[Provided text]

- Episode no.: Season 8 Episode 11
- Directed by: Trey Parker
- Written by: Trey Parker
- Production code: 811
- Original air date: November 17, 2004

Episode chronology
| ← Previous "Pre-School" | Next → "Stupid Spoiled Whore Video Playset" |
- South Park season 8

= Quest for Ratings =

"Quest for Ratings" is the eleventh episode in the eighth season of the American animated television series South Park. The 122nd episode of the series overall, it originally aired on Comedy Central in the United States on November 17, 2004.

In the episode, the boys produce their own morning news show on the school's closed-circuit television station and are immediately caught up in an intense competition for ratings.

==Plot==
Stan, Cartman, Kyle, Butters, Jimmy and Token are taping "Super School News", a newscast airing on South Park Elementary's closed-circuit television system. Cartman and Jimmy play the leading roles as head anchors, Butters is the entertainment and celebrity reporter, Stan is a field reporter, Token is the meteorologist, and Kyle does sports. However, after their news program airs, their teacher Mr. Meryl tells them that they did horribly in the ratings, trailing far behind Craig's home video show, "Animals Close-Up With a Wide-Angle Lens", which they consider pointless and banal. (The footage is accompanied by the tune "Yakety Sax".)

[Dataset content]
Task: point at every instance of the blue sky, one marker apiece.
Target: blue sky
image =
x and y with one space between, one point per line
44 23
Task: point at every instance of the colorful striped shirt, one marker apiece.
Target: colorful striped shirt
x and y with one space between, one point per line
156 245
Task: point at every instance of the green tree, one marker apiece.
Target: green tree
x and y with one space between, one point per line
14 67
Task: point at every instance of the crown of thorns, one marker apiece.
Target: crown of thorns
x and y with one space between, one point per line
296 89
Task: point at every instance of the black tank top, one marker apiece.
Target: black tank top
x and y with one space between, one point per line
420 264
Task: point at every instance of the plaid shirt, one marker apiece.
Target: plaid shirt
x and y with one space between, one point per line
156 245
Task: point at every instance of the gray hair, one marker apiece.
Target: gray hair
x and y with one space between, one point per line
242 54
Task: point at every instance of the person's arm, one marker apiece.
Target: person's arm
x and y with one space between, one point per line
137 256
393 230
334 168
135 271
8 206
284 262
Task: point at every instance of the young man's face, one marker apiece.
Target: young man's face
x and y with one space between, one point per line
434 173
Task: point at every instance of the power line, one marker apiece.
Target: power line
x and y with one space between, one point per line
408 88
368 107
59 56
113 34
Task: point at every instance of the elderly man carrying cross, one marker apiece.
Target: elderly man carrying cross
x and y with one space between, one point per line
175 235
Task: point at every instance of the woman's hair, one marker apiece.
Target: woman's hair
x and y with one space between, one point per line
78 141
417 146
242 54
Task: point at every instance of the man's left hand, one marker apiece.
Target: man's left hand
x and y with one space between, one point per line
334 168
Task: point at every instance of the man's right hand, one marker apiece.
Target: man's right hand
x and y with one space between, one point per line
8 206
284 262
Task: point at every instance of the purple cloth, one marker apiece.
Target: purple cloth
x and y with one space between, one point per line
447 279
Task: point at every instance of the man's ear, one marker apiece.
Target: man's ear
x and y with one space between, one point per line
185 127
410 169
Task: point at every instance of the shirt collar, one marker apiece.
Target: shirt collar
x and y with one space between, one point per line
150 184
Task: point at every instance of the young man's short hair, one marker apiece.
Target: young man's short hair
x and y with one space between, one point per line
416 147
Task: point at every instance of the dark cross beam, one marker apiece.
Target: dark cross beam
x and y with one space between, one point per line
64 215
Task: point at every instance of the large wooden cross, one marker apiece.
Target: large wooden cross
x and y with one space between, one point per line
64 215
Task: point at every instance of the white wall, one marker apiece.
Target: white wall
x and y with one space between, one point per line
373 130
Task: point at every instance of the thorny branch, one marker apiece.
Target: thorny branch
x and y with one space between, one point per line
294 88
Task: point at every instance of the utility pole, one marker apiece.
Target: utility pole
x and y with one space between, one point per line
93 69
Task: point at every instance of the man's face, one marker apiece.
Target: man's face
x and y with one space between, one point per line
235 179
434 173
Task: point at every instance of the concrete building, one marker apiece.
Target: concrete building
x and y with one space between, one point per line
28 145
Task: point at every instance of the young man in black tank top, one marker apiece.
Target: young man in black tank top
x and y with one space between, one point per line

[Activity list]
A. Reproduce the stretch of the Quest for Ratings article from "- Episode no.: Season" through "November 17, 2004.".
B. Please explain, based on the Quest for Ratings article, how Mr. Meryl says "Super School News" did in the ratings and what program it fell behind.

[Responses]
A.
- Episode no.: Season 8 Episode 11
- Directed by: Trey Parker
- Written by: Trey Parker
- Production code: 811
- Original air date: November 17, 2004

Episode chronology
| ← Previous "Pre-School" | Next → "Stupid Spoiled Whore Video Playset" |
- South Park season 8

= Quest for Ratings =

"Quest for Ratings" is the eleventh episode in the eighth season of the American animated television series South Park. The 122nd episode of the series overall, it originally aired on Comedy Central in the United States on November 17, 2004.

B. Mr. Meryl tells the boys that their newscast did horribly in the ratings. It trailed far behind Craig's home video show, "Animals Close-Up With a Wide-Angle Lens," which the boys consider pointless and banal.